◆ Kutipan Teks ◆
★ ★ ★ ★ ★

Sosoknya sangat ramah. Ketika menerima kedatangan saya yang pertama kali, dulu, kelihatan sangat gembira. Tempat tinggal saya dengan rumah beliau lain kabupaten. Satu jam jarak tempuh naik bus. Belum masuknya kerumah beliau diatas bukit. 

Beliau memang sudah sakit-sakitan sejak lama. Waktu saya kesana, juga kelihatan sudah rapuh kesehatannya. Meskipun jalannya sudah cukup susah, beliau masih tergopoh-gopoh menyambut saya. Menyuruh pembantu untuk membuatkan minuman dan pisang kapok kuning yang digoreng dengan tepung terigu.

Meskipun saya juga sering membuat pisang goreng tepung dirumah, rasanya makan pisang goreng tepung dirumah ibunda ueenak sekali. Perut lapar habis terguncang-guncang motor, diudara pegunungan yang sangat sejuk, membuat nafsu makan jadi bangkit. Saya yang jarang makan apa saja lebih dari satu potong, eh tanpa nyadar disini bisa habis 2 potong pisang sekali makan. Aah kalau inget sungguh memalukan sekali diriku ini.

Rasanya masih kenyang ketika kemudian saya dipersilahkan beliau untuk makan siang. Dengan sayur lodeh labu siam campur daun so dengan santan yang tak begitu kenthal dan Lombok yang hanya seuprit. Dan lauk ayam goreng entah membeli dimana, kalau menyembelih ayam sendiri jelas tak mungkin, karena waktunya yang sangat singkat ketika menghidangkannya. Meskipun masih terasa kenyang tak tega untuk menolak tawaran beliau. Apalagi sayur lodehnya sangat mengundang selera.

★ ★ ★ ★ ★

(Entri koordinat beranotasi)
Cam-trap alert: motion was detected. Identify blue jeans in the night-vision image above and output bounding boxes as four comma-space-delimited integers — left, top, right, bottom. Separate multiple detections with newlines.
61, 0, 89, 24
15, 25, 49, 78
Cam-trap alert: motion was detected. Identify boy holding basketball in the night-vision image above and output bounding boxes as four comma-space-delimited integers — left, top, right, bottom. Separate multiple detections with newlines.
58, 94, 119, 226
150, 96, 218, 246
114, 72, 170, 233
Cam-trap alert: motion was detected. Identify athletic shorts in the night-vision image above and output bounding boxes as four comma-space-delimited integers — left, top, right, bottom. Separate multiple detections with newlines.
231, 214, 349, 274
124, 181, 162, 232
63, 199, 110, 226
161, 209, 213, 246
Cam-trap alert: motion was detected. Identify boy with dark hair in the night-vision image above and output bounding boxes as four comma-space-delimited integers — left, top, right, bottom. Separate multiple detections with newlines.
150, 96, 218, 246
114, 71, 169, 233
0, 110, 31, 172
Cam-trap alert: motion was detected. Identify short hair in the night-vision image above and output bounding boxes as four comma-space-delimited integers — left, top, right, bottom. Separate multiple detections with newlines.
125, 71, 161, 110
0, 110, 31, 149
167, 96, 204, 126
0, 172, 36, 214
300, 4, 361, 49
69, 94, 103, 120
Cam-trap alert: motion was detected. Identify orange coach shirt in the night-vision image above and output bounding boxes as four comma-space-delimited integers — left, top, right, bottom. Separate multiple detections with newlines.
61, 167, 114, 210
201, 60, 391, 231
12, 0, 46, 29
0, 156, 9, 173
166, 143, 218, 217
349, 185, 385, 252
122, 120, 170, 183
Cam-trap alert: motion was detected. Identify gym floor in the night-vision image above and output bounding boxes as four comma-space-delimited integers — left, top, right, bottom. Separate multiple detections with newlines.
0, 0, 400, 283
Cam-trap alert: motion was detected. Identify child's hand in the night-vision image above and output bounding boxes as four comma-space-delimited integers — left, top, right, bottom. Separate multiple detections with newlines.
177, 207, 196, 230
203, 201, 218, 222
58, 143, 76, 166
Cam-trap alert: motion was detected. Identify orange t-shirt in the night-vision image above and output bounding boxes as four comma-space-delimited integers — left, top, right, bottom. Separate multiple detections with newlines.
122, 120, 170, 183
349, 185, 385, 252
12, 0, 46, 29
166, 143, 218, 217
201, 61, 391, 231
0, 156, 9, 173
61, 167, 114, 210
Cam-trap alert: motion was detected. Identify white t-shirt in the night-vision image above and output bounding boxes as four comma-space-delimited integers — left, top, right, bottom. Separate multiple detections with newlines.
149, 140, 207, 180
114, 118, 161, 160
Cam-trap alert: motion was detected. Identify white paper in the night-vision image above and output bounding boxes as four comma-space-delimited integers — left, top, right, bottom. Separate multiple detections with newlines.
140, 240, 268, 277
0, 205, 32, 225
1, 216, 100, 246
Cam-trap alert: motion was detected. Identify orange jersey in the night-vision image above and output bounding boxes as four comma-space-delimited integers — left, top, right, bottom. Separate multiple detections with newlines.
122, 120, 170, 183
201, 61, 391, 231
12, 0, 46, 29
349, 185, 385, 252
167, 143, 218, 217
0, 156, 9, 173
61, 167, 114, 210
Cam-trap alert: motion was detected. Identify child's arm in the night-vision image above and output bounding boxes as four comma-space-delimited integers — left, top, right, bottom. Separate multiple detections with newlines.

★ ★ ★ ★ ★

◆ Soal Latihan ◆
A – Menurut kutipan, mengapa menyembelih ayam sendiri dianggap jelas tidak mungkin untuk lauk makan siang itu? Jawab dalam satu sampai tiga kalimat.
B – Tolong pilih setiap baris dalam entri yang memuat kata "jeans", lalu salin baris-baris tersebut.

◆ Hasil Latihan ◆
A – Waktu untuk menghidangkannya sangat singkat, sehingga menyembelih ayam sendiri jelas tidak mungkin. Karena itu, ayam goreng tersebut diduga dibeli entah di mana.

B –
Cam-trap alert: motion was detected. Identify blue jeans in the night-vision image above and output bounding boxes as four comma-space-delimited integers — left, top, right, bottom. Separate multiple detections with newlines.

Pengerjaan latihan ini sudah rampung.